Dataset entries on object locations:
#####

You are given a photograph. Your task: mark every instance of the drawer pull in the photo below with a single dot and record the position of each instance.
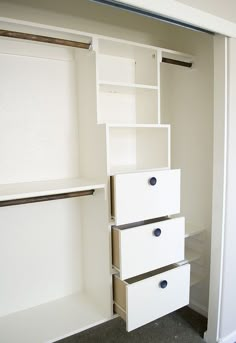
(152, 181)
(157, 232)
(163, 284)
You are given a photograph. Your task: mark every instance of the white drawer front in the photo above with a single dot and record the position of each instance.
(135, 199)
(141, 249)
(146, 301)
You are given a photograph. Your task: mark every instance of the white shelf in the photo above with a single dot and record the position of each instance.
(120, 87)
(44, 188)
(192, 230)
(51, 321)
(125, 169)
(144, 126)
(190, 256)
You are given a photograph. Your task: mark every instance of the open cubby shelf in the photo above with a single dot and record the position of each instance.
(137, 147)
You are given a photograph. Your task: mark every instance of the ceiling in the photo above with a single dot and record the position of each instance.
(222, 8)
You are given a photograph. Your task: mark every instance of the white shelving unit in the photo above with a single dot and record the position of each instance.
(55, 256)
(137, 147)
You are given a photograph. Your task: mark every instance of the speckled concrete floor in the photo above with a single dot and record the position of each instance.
(182, 326)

#####

_What to produce_
Render every line of the entries above as a Markdown table with a "Row" column giving the running number and a "Line" column holding the line itself, skipping blank lines. Leave the pictures out of the table.

_Answer for the task_
| Row | Line |
|---|---|
| 1 | You are given a photograph. Your task: mark every instance of the drawer pull in the photo below with a single dot and record the position of each instance. |
| 2 | (152, 181) |
| 3 | (157, 232) |
| 4 | (163, 284) |
| 5 | You are given a photograph. Your task: mark every instance of the white drawer front in the photo above with a single dot and record the position of each instance. |
| 6 | (135, 199) |
| 7 | (141, 249) |
| 8 | (146, 301) |
| 9 | You are given a photograph. Your task: mark every instance of the white shelf in the photo above with a single dot and record the position of each instance. |
| 10 | (120, 87) |
| 11 | (44, 188) |
| 12 | (192, 230) |
| 13 | (51, 321) |
| 14 | (125, 169) |
| 15 | (144, 126) |
| 16 | (190, 256) |
| 17 | You are given a photograph. Your task: mark every instance of the open cubby shelf in the photo above with a single dot and record the position of each instance. |
| 18 | (137, 147) |
| 19 | You are given a photograph. Your task: mark every instance of the ceiling in the photo above with a single dot and record the position of each instance. |
| 20 | (222, 8) |
| 21 | You are given a photograph. Your task: mark every instance of the white shelving unit in the photo above with a single dot and record the position of each instance. |
| 22 | (55, 256) |
| 23 | (137, 147) |
| 24 | You are given a photograph. Your task: mark every instance of the speckled concrete floor in the photo above with a single dot and record the position of each instance. |
| 25 | (182, 326) |